Gestellte Aufgabe A:
In welchem Monat finden laut dem Wochenrückblick die Europawahlen statt?

Stillhalten! / Wer sich bewegt, fliegt raus 
Der Wochenrückblick mit Hans Heckel

Die gemeinen Berichte über angebliche Ungereimtheiten bei den Abrechnungen für die Tagegelder der EU-Abgeordneten (siehe vergangene Folge) bekommen ein Nachspiel: In Brüssel zeigten diese Woche alle zusammen mit dem Finger auf einen, den sie schon länger als Petze im Verdacht hatten: den parteilosen österreichischen EU-Parlamentarier Hans-Peter Martin. Der will ein Buch herausbringen über die mutmaßlichen Abzocker unter den Abgeordneten, eine Art Hitparade der schrägen Quittungen.

Der Vizechef der EU-Sozialisten, Martin Schulz (ja, genau: das ist der, der letzten Sommer die Rauferei mit Berlusconi losgetreten hat), ist außer sich vor gerechtem Zorn über den Verrat. "Ich glaube", so Schulz, "daß sich die übergroße Mehrheit der Abgeordneten seriös verhält." Mit anderen Worten: Die Gaunerquote im EU-Parlament liegt spürbar unter 50 Prozent! Worüber regen wir uns also auf? Alles antieuropäische Hetze, gezielt ausgestreut vor den Europawahlen im Juni.

Jetzt blicken alle nach Brüssel, um zu beobachten, was sich da tut. Ausgerechnet jetzt. Die Erfahrung zeigt schließlich: je mehr die Bürger vor einer Wahl von ihren Politikern mitbekommen, desto übellauniger gehen sie an die Urnen. Der Absturz der französischen Bürgerlichen bei den Regionalwahlen hat ans Licht gebracht, was einer Regierung blüht, wenn das Volk darauf aufmerksam wird, daß sie tatsächlich irgend etwas tut. Chiracs Leute begingen den fatalen Fehler, dem in Berlin nur noch als sarkastischen Morgengruß bekannten Wort "Reform" Leben einzuhauchen mit all den fürchterlichen Drohungen, die daraus folgen. Das ließen die Franzosen natürlich nicht mit sich machen und jagten die Rechten aus fast allen Regionalregierungen.

Gestellte Aufgabe B:
Zählen Sie die Zeilen der Datensätze, in denen die Zeichenfolge "objects" vorkommt, und achten Sie dabei auf Groß- und Kleinschreibung. Geben Sie nur die Zahl an.

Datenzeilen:
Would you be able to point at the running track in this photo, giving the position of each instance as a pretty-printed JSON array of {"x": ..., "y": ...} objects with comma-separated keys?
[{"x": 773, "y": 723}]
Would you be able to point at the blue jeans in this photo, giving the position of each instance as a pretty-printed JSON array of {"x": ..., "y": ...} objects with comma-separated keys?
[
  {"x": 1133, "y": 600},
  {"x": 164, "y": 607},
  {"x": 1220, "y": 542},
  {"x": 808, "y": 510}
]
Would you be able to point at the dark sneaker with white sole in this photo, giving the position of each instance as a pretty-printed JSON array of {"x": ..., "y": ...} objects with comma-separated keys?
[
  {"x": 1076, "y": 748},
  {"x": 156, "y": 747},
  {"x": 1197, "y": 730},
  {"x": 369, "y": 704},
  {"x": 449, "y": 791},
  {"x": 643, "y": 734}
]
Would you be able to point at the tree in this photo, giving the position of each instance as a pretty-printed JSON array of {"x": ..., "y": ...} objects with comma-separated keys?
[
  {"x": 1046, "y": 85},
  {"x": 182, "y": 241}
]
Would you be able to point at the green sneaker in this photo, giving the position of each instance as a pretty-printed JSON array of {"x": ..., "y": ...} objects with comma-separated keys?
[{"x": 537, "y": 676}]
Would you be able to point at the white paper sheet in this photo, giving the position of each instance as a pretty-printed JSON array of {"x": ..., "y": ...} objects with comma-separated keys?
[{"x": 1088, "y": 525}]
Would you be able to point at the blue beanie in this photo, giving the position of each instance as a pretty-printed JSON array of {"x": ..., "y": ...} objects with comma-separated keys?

Schriftliche Antwort A:
Im Juni.

Schriftliche Antwort B:
7